# Exercise instructions:
The lines from the first line of the entries through the line containing "shirt standing, one point per instance" are to be repeated exactly, with both of those lines included.

Dataset entries:
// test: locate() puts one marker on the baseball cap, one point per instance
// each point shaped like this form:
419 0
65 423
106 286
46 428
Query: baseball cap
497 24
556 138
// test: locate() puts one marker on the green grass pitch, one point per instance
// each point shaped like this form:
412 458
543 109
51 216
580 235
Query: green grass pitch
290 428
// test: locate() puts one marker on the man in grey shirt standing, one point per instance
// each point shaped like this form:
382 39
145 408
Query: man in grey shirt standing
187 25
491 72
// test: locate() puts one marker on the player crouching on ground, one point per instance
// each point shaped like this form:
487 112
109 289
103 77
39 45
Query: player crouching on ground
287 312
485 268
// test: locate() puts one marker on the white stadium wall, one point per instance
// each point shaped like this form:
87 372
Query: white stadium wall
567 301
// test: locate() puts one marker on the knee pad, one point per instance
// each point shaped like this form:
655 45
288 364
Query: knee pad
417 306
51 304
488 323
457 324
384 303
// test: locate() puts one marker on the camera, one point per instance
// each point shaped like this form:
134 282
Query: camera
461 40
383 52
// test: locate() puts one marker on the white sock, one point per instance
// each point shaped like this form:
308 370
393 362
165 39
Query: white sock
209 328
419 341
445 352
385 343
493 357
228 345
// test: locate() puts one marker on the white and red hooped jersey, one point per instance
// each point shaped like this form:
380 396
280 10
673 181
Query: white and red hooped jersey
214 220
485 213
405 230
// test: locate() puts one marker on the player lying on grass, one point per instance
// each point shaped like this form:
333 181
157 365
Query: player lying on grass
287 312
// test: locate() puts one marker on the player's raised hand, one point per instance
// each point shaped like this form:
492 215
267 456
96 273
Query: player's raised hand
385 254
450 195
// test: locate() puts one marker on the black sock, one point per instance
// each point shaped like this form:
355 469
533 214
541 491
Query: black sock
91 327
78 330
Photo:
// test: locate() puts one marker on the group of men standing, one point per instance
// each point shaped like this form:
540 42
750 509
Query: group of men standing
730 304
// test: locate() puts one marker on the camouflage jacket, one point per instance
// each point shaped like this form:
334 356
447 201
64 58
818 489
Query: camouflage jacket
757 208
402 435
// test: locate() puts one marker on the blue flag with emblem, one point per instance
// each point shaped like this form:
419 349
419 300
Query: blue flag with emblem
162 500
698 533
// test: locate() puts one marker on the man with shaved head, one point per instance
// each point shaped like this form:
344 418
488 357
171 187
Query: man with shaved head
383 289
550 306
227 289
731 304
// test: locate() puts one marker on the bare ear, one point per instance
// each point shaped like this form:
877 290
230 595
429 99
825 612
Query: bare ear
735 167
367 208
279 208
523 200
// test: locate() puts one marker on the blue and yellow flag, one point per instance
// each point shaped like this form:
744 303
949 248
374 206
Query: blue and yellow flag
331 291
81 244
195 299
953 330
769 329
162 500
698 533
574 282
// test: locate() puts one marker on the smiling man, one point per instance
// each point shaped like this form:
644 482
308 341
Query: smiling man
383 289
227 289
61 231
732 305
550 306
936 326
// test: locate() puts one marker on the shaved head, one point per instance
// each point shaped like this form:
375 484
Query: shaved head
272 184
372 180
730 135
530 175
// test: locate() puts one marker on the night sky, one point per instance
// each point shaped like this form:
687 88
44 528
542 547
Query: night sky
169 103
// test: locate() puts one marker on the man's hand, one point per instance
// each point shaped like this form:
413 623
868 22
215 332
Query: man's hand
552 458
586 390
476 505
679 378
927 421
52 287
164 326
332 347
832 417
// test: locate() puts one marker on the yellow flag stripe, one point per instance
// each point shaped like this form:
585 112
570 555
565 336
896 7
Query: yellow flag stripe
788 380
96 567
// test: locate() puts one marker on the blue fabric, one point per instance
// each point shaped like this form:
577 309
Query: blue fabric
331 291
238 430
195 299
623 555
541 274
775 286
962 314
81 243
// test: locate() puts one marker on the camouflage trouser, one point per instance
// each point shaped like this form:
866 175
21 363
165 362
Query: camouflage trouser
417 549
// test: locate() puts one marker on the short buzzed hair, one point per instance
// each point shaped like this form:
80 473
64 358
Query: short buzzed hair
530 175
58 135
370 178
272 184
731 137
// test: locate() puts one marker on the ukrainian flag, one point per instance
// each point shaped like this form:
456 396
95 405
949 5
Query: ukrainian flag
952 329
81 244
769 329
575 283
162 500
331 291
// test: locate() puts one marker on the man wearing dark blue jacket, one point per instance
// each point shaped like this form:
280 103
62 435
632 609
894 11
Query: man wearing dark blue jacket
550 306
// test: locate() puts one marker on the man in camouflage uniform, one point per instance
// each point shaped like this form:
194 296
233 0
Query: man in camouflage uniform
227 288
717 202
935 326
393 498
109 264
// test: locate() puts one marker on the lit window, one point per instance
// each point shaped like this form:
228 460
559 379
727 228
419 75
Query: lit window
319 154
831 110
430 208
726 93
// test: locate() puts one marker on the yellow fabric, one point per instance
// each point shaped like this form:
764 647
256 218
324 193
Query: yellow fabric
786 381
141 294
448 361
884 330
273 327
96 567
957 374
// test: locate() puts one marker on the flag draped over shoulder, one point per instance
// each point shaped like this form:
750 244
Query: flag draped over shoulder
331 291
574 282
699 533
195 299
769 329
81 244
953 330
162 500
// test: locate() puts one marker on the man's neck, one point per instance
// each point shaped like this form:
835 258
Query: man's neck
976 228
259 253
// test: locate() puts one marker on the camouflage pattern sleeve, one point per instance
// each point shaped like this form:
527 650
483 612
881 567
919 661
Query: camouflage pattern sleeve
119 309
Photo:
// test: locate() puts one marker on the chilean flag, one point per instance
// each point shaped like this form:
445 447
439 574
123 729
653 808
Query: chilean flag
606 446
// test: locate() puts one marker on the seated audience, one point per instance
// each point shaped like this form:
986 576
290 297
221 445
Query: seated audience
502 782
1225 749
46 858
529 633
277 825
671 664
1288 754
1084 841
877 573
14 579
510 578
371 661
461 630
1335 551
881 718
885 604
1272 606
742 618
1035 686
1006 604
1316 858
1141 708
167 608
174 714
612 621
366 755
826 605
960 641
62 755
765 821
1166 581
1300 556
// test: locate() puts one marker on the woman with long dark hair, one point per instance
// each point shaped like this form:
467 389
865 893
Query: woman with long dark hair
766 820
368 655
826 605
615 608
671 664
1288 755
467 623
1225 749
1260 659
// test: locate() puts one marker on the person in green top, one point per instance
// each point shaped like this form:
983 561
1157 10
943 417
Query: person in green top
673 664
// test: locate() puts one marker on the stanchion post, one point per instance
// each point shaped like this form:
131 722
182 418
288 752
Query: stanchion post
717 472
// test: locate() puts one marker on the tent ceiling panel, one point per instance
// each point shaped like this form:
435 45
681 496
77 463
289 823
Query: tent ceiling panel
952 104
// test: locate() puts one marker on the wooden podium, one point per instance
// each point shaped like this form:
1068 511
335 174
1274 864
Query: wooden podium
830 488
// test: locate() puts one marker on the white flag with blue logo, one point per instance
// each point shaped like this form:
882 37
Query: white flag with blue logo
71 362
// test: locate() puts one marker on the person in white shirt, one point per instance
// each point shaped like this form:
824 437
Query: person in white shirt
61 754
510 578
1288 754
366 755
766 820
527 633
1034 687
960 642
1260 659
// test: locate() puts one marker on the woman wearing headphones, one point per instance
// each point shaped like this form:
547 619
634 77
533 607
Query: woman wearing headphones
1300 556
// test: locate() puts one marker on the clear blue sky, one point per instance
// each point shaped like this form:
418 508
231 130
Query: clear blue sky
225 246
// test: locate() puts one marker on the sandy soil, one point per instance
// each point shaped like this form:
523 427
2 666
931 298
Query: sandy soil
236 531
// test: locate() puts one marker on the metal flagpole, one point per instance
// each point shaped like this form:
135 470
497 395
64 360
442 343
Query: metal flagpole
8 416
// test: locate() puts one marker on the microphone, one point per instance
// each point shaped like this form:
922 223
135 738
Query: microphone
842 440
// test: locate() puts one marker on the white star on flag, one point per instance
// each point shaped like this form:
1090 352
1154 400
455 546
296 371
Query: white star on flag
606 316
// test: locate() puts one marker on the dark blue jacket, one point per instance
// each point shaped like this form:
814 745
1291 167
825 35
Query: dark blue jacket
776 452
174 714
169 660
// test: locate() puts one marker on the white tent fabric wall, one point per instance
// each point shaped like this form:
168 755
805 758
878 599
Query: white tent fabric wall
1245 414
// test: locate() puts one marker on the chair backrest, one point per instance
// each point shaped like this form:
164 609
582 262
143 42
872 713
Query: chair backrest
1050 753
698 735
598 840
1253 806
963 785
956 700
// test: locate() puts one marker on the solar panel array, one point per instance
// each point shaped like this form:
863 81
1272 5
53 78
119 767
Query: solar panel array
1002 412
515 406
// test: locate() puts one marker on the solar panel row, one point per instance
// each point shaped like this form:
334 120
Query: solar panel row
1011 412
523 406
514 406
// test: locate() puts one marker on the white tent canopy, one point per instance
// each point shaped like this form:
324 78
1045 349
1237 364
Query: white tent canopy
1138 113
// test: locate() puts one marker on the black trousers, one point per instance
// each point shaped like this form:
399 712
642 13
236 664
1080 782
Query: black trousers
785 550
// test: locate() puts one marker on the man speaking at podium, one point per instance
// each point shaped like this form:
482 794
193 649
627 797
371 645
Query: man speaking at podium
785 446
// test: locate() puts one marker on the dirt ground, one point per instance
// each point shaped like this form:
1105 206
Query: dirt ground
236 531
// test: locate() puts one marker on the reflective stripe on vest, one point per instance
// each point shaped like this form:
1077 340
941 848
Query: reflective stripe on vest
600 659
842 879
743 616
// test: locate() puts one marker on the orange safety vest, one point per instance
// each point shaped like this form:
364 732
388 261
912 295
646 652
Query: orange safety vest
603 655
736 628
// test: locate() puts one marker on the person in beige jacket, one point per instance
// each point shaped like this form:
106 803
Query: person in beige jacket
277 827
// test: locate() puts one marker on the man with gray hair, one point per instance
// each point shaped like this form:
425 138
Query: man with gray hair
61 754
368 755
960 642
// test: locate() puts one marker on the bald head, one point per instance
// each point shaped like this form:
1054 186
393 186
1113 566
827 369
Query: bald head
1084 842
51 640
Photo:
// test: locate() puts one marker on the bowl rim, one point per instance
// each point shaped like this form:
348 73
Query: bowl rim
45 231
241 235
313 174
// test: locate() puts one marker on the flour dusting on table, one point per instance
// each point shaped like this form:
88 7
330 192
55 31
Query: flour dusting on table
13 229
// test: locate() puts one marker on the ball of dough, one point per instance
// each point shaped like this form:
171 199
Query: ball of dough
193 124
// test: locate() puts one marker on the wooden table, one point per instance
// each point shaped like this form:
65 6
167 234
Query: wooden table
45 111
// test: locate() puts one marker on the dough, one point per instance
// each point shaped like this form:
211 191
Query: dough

# Solved problem:
// test: locate() puts one marker on the baseball cap, one point per instance
// each point shaped like this form:
419 0
65 423
106 286
46 428
Query: baseball cap
497 24
556 138
// test: locate() puts one marker on the green grass pitch, one point per instance
// each point shaped like this form:
412 458
543 109
51 216
580 235
Query: green grass pitch
290 428
// test: locate() puts one marker on the man in grey shirt standing, one point per instance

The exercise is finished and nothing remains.